**GOAL OF THE EXERCISE**
Convert the stretch of records from the line containing "The user wants to interact with the asphalt" through the line containing "The user wants to interact with the black" into a Markdown table with the columns Row and Entry, numbering each line and leaving out blank lines.

**DATA FOR THIS TASK**
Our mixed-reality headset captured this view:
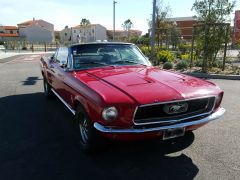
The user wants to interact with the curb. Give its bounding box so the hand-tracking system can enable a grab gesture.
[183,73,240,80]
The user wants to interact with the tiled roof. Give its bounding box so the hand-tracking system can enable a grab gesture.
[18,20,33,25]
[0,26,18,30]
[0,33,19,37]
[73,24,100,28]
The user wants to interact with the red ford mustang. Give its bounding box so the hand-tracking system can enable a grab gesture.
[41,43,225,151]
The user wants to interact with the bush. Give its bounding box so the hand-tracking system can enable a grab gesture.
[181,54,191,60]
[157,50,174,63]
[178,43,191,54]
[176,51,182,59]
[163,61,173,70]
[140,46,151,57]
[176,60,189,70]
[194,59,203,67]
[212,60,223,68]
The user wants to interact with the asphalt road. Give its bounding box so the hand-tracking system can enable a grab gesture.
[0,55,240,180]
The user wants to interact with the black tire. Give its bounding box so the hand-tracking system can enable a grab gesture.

...

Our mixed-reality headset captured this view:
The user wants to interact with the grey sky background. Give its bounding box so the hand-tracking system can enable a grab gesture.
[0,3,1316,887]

==

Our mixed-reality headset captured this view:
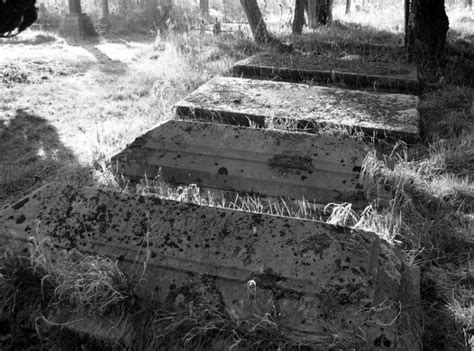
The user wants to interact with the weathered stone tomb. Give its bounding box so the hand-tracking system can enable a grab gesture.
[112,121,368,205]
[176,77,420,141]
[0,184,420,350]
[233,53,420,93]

**COMPLETED EXERCISE**
| Row | Entry |
|---|---|
| 1 | The user wants to interact with the asphalt road. Give its bounding box so the hand-tracking system can enable a grab gesture. |
| 2 | [0,55,240,180] |
| 3 | The user wants to interact with the black tire. Give its bounding box so the hand-tracking system can enable a grab gesture. |